= Problem statement =
Count the lines in the entries below that contain the string "roof", matching case exactly, and give only that number.

= Raw data =
■ ■ ■

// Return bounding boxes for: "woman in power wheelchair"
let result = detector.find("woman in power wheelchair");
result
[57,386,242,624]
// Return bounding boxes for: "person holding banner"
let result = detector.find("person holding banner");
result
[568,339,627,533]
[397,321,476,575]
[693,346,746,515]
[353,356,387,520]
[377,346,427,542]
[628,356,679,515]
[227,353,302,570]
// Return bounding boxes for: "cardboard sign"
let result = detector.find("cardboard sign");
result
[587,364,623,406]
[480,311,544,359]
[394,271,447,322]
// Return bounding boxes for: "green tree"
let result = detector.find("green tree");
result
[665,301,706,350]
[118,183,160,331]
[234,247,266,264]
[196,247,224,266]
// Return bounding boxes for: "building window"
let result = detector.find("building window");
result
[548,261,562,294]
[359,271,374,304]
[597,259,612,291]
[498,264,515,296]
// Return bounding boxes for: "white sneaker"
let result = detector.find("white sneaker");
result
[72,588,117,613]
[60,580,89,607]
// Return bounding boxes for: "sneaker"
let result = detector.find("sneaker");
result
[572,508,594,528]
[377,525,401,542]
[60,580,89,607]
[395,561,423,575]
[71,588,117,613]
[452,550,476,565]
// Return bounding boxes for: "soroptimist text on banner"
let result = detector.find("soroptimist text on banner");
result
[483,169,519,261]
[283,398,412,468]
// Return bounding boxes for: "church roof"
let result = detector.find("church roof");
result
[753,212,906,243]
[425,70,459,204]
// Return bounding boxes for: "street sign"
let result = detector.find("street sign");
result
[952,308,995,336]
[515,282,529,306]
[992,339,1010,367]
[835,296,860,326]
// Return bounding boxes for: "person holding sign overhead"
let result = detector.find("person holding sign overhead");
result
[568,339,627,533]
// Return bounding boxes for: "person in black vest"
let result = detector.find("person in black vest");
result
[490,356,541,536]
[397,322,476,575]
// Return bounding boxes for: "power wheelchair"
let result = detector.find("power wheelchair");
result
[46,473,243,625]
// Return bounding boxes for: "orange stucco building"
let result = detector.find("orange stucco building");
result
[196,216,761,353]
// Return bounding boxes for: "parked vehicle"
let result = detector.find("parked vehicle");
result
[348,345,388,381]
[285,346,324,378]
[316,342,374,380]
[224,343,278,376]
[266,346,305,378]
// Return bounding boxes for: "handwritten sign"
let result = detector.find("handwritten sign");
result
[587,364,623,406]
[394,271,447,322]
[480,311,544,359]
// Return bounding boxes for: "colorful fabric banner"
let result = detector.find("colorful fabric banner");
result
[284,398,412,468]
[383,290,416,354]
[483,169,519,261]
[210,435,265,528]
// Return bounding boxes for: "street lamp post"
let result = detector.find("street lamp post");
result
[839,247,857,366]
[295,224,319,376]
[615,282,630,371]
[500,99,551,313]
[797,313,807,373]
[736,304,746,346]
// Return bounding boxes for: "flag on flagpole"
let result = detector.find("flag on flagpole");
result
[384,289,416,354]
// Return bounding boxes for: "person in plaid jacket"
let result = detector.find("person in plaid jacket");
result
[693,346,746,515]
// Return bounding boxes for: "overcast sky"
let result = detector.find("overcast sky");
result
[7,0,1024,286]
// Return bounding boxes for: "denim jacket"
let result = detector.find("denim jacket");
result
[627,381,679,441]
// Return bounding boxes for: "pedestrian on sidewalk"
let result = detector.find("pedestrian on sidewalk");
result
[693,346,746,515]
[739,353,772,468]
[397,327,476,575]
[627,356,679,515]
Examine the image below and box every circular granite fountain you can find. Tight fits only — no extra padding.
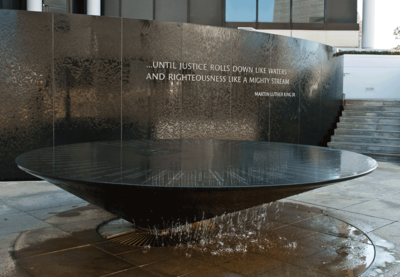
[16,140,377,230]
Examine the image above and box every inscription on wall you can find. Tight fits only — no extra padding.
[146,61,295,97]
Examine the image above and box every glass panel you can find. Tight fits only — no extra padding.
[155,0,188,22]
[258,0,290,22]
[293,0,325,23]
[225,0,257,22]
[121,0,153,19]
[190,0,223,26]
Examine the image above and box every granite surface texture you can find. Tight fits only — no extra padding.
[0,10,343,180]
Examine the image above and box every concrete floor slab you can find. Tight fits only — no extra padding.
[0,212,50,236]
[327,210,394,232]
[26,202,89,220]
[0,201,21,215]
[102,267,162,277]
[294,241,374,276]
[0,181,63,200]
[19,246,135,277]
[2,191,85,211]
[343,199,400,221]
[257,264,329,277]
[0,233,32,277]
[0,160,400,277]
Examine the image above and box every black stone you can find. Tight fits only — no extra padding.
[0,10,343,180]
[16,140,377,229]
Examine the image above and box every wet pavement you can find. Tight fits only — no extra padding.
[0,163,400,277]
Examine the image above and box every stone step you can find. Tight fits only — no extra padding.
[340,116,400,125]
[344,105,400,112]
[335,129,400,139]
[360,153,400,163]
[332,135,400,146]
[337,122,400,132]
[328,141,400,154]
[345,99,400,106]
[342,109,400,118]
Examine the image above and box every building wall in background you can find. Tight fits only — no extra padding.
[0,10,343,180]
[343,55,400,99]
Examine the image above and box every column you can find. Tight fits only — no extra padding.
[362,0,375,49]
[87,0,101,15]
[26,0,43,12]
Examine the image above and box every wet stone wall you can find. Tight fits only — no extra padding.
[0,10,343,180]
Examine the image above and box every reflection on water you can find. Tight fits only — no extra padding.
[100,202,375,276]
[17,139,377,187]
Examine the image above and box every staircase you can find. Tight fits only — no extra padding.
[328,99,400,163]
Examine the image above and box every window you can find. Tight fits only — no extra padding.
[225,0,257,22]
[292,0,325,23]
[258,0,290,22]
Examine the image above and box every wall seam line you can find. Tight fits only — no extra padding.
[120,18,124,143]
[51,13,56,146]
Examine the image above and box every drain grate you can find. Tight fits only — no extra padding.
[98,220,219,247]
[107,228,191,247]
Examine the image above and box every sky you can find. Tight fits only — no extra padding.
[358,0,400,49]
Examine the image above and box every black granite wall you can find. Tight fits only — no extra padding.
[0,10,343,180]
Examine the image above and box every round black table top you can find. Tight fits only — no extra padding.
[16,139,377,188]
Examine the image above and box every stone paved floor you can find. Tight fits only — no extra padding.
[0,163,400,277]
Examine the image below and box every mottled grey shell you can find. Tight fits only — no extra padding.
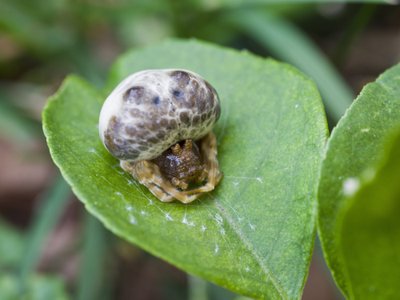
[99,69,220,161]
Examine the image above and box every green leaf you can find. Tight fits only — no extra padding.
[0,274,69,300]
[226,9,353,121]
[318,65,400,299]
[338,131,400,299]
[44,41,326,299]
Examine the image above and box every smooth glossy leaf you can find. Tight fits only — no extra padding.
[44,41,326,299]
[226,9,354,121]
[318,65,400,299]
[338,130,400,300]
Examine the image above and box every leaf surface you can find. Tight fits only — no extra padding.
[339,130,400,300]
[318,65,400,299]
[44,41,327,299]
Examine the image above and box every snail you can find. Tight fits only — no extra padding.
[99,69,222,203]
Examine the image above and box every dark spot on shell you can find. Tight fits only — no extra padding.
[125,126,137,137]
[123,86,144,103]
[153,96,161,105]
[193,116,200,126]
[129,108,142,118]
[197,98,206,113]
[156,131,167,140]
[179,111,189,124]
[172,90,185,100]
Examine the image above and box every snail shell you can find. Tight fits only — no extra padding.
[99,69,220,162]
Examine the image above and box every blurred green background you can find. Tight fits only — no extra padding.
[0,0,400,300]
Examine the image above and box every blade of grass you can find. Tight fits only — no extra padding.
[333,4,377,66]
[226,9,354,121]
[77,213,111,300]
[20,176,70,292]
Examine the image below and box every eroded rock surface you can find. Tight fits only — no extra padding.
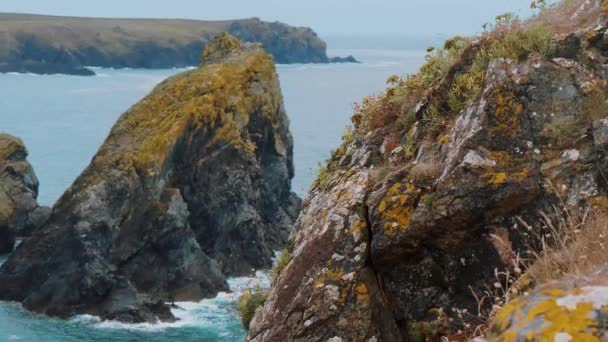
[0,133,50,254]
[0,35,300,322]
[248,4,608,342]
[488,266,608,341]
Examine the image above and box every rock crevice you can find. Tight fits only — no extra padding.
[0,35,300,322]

■ ■ ■

= Task answer =
2